:: TEXT EXCERPT ::

Vladimir,

I think all real-world use cases are very valuable to the community.
However, we should be careful to avoid misleading conclusions.

We have well-known patterns for loading data from other systems:
DataStreamer [1] and CacheStore [2].
The article [3] seems a bit confusing to me, since none of those two
patterns are mentioned there.
When proposing a custom approach, it would be great to compare it to the
standard alternatives.

[1] https://ignite.apache.org/docs/latest/data-streaming
[2] https://ignite.apache.org/docs/latest/persistence/custom-cache-store
[3]
https://www.gridgain.com/resources/blog/how-fast-load-large-datasets-apache-ignite-using-key-value-api

On Fri, Feb 26, 2021 at 9:19 AM Vladimir Tchernyi <vtcher...@gmail.com>
wrote:

> Hi Pavel,
>
> the code [1] you shared is a kind of in-memory experiment with all the
> processes inside a single JVM. My work differs - it is from the big retail
> business, and hence it is 100% practice-oriented. True to say, it's
> oriented to the state of things inside my company, and that is my question
> - will my results be interesting to the community? I have seen a lot of
> questions on the user list regarding data loading and difficulties here
> seem to be a blocker in extending Ignite's popularity.
>
> Please let me know if my case is not common in the industry. We have a big
> bare-metal Windows MSSQL server and a number of bare metal hosts, each with
> the virtualization software and a single CentOs virtual server inside.
> These CentOs hosts currently form an Ignite cluster with 4 data nodes and 1
> client node. The example [2] I published last year is intended to solve the
> business problem we have out here:
> 1) the data currently present in the cluster have zero value;
> 2) actual data is in the database and must be loaded in the cluster ASAP.
> We use BinaryObject as cache key and value;
> 3) cluster performs some data processing and writes the result to the
> database.
>
> Unfortunately, the code [2] does not 100% OK in my case, it tends to say
> "is node still alive" and to drop the client node off the cluster. The
> performance of the MSSQL and network is what it is, I consider it as a
> given restriction. It seems I got some progress when managed to move the
> data loading process from a single client node to multiple data nodes. When
> the extra data nodes will be added, I expect the load performance will be
> better. Of course, until my big MSSQL will be able to hold the load. So I
> want to know how interesting my results will be if it will be published.
>
> WDYT?

:::
:: DATASET EXTRACT ::

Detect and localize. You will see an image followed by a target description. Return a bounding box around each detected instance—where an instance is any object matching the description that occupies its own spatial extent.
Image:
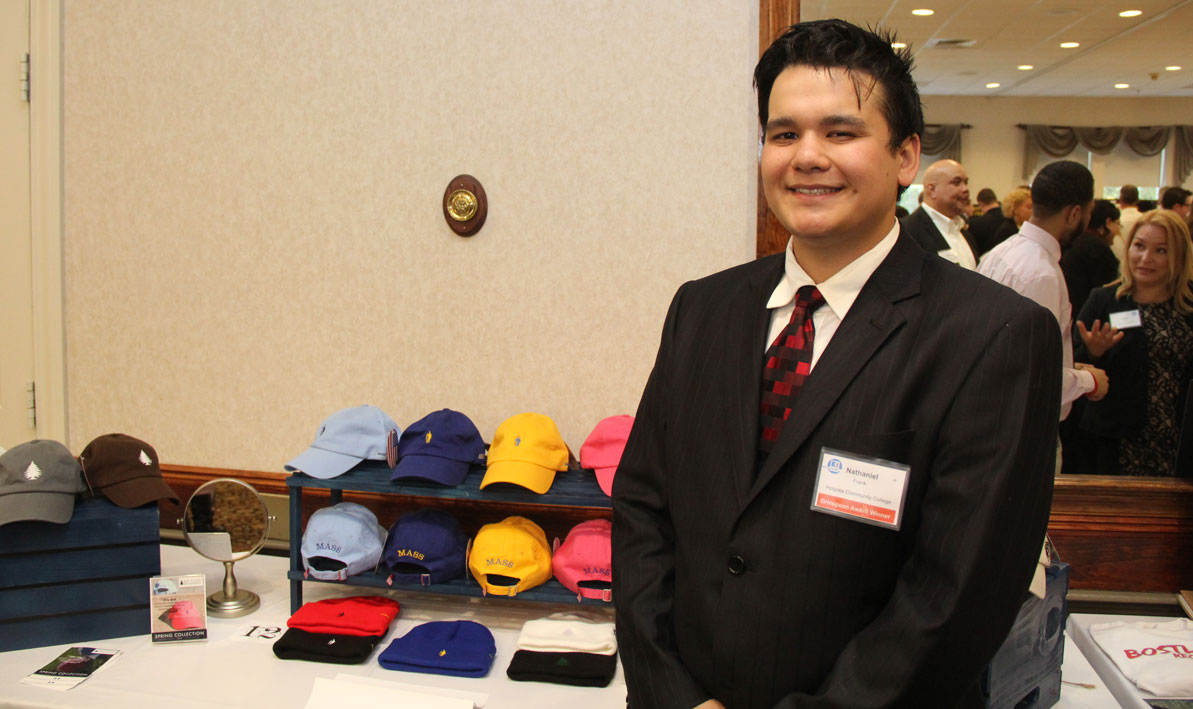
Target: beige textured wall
[63,0,758,470]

:::

*PARTS OF THE EXERCISE*:
**a)** In the Ignite data-loading thread, translate this sentence into Spanish: "I think all real-world use cases are very valuable to the community."
**b)** Return, word for word, the stretch of the Ignite data-loading thread from "However, we should" to "are mentioned there.".

*LIST OF SOLUTIONS*:
**a)** Creo que todos los casos de uso del mundo real son muy valiosos para la comunidad.

**b)**
However, we should be careful to avoid misleading conclusions.

We have well-known patterns for loading data from other systems:
DataStreamer [1] and CacheStore [2].
The article [3] seems a bit confusing to me, since none of those two
patterns are mentioned there.